• Extract:
Costco, I have decided, is the fifth circle of hell on earth. Everything that is wrong with people these days can be found at Costco.
First, you turn into the parking lot and immediately almost get creamed by an elderly person making a left turn into your lane, nearly hitting you head on. She shoots you a look that says, "Why are you in my lane, whippersnapper?"
As you drive around the twisty, turny parking lot (it's twisty and turny in Henderson, NV, at least), you need to drive 2 miles an hour to avoid the zombies who walk directly into traffic without so much as a glance.
But, if you drive 2 miles an hour, the "first generation walking on hind legs" family in their monster truck roars around you, nearly hitting the 90-year old pushing the walker (who is surprisingly spry when she's about to be creamed by a four-ton truck).
Then you miss a parking spot that's only 20 feet in front of you, because a 2,000-pound family of four is pushing a shipping container full of junk food right down the middle of the street, walking four abreast -- completely filling the lane. The monster truck roars in from the other direction and takes the spot, scratching a BMW in the process. The Moron family hastily exits without leaving a note.
After finding a parking spot on the Canadian border, you walk to the store, careful to make sure you're not run over by near-simians in monster trucks and people who floor it in reverse (without looking) as they back out of their space.
You show your membership card to the greeter (whose sole job in life is to ensure that non-Costco-members don't sneak in to eat free samples). Everyone in front of you gets into the store, and immediately stops to look at the crap they have on display near the entrance. And there you wait, while the people in front of you discuss the pros and cons of a lighted, plastic bird bath with Disney's "Princess Ariel" posed on top.
Eventually a hole opens up, and you can push your grossly over-sized cart into the "raceway".
One hour until the tires are installed. No problems, I'll let Mother-In-Law do a little shopping.
There is slow.
Then there is "slow as molasses."
Then there is "slow as molasses in January."

• Supplied material:
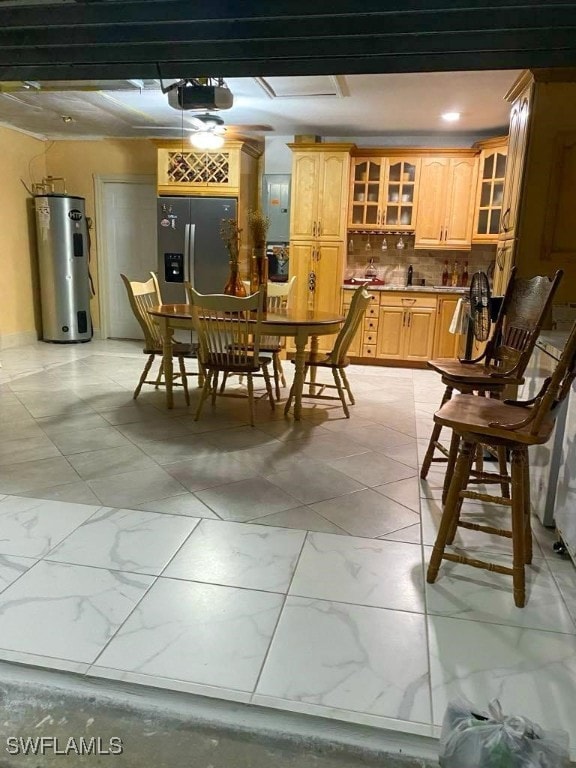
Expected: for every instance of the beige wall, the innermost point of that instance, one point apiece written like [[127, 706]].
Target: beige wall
[[79, 161], [22, 158], [554, 111]]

• Problems to solve:
a – In the Costco piece, what is the greeter's sole job?
b – Please extract the Costco piece from "As you drive" up to and including "as a glance.".
The data is separate material, apart from the Costco piece.

• Responses in order:
a – Making sure that non-Costco-members don't sneak in to eat free samples.

b –
As you drive around the twisty, turny parking lot (it's twisty and turny in Henderson, NV, at least), you need to drive 2 miles an hour to avoid the zombies who walk directly into traffic without so much as a glance.